PROVIDED DATA ->

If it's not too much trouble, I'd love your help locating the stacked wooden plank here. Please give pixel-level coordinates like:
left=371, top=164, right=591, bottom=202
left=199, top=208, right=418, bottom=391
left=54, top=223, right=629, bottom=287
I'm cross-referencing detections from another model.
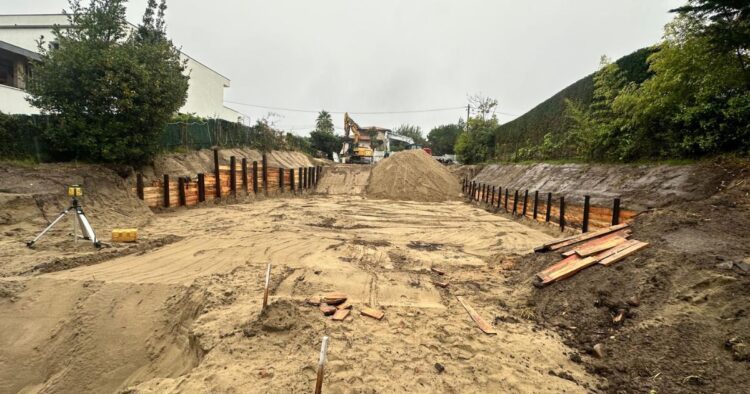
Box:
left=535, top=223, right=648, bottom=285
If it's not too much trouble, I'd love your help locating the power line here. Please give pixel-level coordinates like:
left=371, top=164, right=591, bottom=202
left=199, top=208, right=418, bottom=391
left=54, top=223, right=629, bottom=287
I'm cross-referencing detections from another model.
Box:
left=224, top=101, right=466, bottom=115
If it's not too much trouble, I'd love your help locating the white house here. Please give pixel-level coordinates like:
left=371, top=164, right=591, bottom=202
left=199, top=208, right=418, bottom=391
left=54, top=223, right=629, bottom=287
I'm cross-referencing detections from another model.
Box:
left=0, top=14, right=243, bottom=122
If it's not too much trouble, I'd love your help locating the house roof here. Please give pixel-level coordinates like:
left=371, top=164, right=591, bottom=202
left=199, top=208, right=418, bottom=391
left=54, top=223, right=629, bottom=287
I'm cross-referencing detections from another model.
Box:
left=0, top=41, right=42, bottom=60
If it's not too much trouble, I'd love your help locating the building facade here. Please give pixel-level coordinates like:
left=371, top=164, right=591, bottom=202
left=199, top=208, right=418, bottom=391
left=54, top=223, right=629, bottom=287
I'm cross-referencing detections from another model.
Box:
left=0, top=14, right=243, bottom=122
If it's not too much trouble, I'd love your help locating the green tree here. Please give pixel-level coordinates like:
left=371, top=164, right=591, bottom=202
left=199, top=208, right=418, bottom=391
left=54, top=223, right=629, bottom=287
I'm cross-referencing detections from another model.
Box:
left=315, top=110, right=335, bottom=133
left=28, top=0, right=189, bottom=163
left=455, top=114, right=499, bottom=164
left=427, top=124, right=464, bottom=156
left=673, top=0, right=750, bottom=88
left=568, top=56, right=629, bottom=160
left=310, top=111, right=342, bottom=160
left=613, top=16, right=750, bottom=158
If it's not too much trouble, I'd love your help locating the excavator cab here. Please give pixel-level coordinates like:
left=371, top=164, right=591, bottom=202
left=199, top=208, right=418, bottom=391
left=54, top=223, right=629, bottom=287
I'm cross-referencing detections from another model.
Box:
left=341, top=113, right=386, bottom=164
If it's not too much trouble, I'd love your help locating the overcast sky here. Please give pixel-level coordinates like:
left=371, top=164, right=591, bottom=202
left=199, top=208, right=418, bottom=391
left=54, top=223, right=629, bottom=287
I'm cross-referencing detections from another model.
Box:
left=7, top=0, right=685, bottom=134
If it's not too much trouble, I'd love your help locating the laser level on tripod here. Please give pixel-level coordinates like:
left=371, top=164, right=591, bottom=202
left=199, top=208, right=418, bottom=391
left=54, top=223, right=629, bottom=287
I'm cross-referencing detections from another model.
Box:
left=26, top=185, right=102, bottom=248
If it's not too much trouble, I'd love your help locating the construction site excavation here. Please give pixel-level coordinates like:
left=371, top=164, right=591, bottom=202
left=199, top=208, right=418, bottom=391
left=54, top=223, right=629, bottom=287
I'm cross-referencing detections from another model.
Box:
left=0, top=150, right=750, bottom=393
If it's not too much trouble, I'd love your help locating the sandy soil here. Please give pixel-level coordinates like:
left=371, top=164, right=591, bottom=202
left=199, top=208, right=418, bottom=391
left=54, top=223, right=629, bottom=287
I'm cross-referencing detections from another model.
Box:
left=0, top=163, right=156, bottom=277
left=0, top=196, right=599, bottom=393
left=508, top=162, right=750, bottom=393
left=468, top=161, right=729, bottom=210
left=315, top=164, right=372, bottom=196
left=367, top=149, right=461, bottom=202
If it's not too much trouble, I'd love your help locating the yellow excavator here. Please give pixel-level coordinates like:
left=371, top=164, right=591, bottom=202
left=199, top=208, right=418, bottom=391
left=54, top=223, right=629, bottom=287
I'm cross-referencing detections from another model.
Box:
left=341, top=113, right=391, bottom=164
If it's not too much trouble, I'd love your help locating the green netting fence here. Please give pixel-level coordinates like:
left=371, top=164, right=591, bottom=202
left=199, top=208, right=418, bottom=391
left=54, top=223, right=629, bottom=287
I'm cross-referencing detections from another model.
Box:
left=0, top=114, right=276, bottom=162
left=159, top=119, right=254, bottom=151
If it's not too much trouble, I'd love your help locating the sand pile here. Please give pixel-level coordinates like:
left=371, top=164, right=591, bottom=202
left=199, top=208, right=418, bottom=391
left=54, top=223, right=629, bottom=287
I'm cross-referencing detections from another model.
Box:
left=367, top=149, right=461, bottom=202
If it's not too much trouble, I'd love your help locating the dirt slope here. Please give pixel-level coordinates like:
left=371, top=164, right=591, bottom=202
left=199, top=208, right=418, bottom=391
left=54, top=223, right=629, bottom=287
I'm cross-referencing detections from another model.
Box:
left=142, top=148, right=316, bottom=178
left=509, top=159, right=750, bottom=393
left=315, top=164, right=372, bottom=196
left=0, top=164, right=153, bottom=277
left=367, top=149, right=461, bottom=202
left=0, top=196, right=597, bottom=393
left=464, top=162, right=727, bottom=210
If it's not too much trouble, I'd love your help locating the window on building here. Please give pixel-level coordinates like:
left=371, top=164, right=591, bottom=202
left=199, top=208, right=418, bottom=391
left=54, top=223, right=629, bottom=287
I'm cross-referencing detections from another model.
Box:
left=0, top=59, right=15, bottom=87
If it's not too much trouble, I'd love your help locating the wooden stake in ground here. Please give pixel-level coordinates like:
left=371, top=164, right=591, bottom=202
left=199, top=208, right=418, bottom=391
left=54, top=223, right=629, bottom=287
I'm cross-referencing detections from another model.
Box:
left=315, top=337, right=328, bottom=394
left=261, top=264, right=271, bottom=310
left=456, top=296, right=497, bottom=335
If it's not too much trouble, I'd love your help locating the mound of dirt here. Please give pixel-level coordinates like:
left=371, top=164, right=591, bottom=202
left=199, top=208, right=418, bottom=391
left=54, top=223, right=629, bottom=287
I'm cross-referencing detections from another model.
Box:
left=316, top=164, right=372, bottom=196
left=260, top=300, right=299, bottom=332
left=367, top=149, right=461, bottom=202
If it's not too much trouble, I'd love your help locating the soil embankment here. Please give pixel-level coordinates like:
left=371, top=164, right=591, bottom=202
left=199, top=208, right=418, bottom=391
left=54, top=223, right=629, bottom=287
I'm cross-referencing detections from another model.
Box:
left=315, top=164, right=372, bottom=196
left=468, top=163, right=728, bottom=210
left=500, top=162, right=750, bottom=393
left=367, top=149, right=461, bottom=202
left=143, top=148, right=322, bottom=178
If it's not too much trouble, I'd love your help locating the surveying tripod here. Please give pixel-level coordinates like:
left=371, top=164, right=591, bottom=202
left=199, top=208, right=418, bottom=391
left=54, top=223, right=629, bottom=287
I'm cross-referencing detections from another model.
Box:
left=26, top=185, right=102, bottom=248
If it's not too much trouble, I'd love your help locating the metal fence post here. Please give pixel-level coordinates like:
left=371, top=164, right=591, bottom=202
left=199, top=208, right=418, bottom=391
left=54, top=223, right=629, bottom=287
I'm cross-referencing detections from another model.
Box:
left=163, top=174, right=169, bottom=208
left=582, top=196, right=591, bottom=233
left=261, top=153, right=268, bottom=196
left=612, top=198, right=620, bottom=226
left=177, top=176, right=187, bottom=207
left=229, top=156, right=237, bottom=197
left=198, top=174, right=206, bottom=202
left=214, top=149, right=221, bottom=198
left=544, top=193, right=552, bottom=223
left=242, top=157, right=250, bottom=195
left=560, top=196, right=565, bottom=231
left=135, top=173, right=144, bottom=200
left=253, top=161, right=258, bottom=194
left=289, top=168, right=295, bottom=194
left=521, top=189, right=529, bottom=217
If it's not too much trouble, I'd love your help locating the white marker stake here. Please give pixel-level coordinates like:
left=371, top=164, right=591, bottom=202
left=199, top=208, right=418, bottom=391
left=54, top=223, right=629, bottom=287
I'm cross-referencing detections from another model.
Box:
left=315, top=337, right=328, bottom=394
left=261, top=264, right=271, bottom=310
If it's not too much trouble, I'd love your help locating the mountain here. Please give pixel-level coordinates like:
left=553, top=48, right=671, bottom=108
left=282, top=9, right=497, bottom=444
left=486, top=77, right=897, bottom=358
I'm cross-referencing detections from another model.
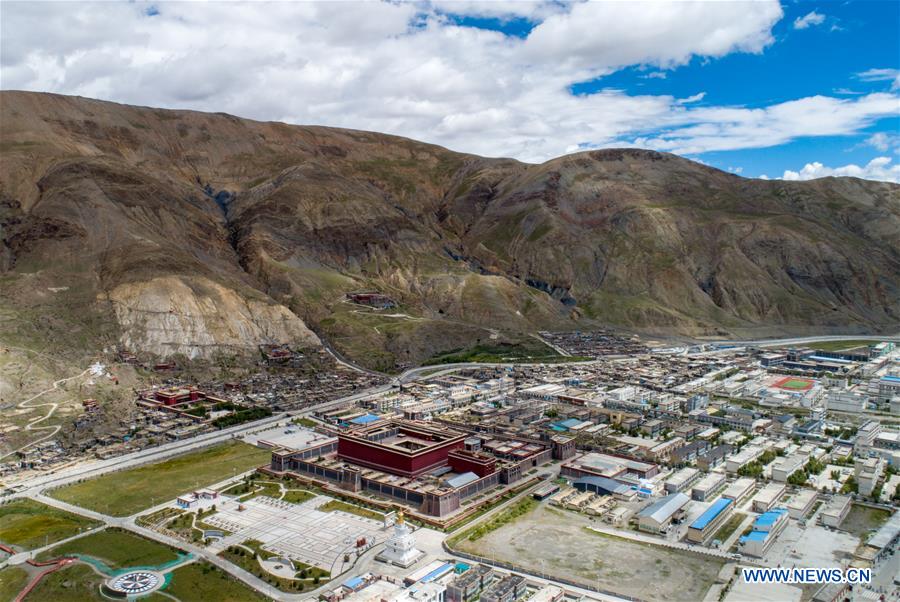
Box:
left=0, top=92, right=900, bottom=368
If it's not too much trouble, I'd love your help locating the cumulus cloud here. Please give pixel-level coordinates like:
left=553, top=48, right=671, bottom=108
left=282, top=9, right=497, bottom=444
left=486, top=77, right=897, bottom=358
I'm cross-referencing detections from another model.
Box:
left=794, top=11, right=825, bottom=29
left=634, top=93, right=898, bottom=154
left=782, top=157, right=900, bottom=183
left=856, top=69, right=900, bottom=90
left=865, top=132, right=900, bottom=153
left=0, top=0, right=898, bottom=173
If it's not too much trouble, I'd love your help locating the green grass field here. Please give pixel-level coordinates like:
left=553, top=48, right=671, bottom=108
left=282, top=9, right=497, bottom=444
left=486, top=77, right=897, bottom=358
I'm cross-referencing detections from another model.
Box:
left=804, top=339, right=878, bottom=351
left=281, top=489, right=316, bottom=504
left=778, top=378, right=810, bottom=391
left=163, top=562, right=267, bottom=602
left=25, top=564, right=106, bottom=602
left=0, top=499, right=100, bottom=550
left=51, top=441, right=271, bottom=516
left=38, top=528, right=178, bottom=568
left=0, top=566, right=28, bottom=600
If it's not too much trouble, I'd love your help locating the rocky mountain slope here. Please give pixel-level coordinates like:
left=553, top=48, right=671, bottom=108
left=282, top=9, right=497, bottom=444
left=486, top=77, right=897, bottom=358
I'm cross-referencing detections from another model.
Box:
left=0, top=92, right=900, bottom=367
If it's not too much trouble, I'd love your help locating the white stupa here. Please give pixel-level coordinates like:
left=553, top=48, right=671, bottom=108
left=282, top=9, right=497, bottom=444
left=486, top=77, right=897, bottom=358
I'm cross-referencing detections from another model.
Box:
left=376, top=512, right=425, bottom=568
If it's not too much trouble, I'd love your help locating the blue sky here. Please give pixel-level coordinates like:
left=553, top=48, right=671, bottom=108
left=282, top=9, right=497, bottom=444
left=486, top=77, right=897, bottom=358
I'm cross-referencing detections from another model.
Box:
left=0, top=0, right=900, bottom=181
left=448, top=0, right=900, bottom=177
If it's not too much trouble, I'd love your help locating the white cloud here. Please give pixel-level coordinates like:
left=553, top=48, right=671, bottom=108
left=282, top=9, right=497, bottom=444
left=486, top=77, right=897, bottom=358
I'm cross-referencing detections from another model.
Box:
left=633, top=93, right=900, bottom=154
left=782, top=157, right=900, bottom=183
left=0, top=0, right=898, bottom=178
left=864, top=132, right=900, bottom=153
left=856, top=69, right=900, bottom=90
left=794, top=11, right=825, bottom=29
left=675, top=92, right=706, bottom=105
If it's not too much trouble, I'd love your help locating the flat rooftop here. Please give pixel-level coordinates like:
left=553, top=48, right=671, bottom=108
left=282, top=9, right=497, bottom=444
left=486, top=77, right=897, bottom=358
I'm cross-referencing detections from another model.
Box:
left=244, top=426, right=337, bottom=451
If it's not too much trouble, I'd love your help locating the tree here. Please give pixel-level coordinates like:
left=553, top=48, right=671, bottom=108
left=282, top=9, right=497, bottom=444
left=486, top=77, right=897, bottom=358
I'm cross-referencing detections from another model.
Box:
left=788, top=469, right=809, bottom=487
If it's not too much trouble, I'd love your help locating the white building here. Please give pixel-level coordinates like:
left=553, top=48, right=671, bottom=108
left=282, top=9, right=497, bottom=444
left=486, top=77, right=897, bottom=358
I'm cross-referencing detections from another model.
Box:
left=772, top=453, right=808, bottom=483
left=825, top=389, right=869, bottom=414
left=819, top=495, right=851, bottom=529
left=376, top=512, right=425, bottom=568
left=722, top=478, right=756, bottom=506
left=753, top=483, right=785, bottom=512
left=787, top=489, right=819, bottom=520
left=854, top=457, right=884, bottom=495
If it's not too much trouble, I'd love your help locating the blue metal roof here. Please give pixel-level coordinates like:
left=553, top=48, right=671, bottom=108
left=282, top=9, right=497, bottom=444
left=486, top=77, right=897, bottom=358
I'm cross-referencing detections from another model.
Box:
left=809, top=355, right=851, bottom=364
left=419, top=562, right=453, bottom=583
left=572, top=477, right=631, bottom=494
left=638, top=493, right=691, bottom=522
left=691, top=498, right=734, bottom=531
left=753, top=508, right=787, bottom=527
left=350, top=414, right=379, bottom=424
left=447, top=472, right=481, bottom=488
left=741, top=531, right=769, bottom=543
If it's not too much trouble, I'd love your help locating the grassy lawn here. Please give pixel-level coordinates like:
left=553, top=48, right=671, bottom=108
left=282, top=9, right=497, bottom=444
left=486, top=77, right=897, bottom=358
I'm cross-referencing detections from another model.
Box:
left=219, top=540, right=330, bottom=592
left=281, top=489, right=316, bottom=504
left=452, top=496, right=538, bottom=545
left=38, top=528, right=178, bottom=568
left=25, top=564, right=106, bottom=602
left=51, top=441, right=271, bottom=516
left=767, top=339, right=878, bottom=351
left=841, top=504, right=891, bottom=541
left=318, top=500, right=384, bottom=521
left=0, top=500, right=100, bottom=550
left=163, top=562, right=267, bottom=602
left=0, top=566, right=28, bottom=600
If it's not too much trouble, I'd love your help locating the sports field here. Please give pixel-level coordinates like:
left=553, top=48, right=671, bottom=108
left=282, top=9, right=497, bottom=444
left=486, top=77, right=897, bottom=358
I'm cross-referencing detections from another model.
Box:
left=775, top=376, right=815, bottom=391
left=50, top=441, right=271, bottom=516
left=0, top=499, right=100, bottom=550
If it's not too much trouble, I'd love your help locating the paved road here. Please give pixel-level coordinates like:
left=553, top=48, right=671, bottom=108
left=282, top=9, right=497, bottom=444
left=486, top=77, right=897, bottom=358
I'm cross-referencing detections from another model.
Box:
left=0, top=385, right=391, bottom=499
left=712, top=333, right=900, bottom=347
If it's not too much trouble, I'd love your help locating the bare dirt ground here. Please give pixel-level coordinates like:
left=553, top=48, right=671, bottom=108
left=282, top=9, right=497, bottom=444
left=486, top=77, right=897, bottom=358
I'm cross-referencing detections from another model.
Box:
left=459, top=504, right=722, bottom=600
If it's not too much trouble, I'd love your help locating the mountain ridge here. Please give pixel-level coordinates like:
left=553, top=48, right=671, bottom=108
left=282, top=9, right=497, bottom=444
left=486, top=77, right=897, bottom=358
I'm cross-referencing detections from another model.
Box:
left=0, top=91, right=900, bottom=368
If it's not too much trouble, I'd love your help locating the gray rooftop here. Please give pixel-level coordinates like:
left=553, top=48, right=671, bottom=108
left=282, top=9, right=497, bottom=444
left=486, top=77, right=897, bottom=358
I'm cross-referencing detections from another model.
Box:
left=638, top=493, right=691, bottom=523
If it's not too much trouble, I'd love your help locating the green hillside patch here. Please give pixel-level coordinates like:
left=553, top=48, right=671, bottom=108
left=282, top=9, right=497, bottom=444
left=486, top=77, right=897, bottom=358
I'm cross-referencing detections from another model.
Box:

TASK DIRECTIONS ->
Format the records in the stretch from the line containing "the white house" through the line containing "left=0, top=41, right=42, bottom=60" as a two-column CSV with the header request,box. Give one row per record, putting its text and its answer each in a single quoted field with line breaks replaced by spaces.

ANSWER IN FULL ->
request,box
"If it's not too much trouble, I'd love your help locating the white house here. Please give pixel-level coordinates like: left=371, top=164, right=591, bottom=202 left=199, top=208, right=418, bottom=391 left=54, top=223, right=629, bottom=287 I'm cross-referencing detections from another model. Box:","left=0, top=14, right=243, bottom=122"
"If it's not too much trouble, I'd love your help locating the house roof here. Please give pixel-level coordinates like: left=371, top=164, right=591, bottom=202 left=199, top=208, right=418, bottom=391 left=54, top=223, right=629, bottom=287 I'm cross-referencing detections from another model. Box:","left=0, top=41, right=42, bottom=60"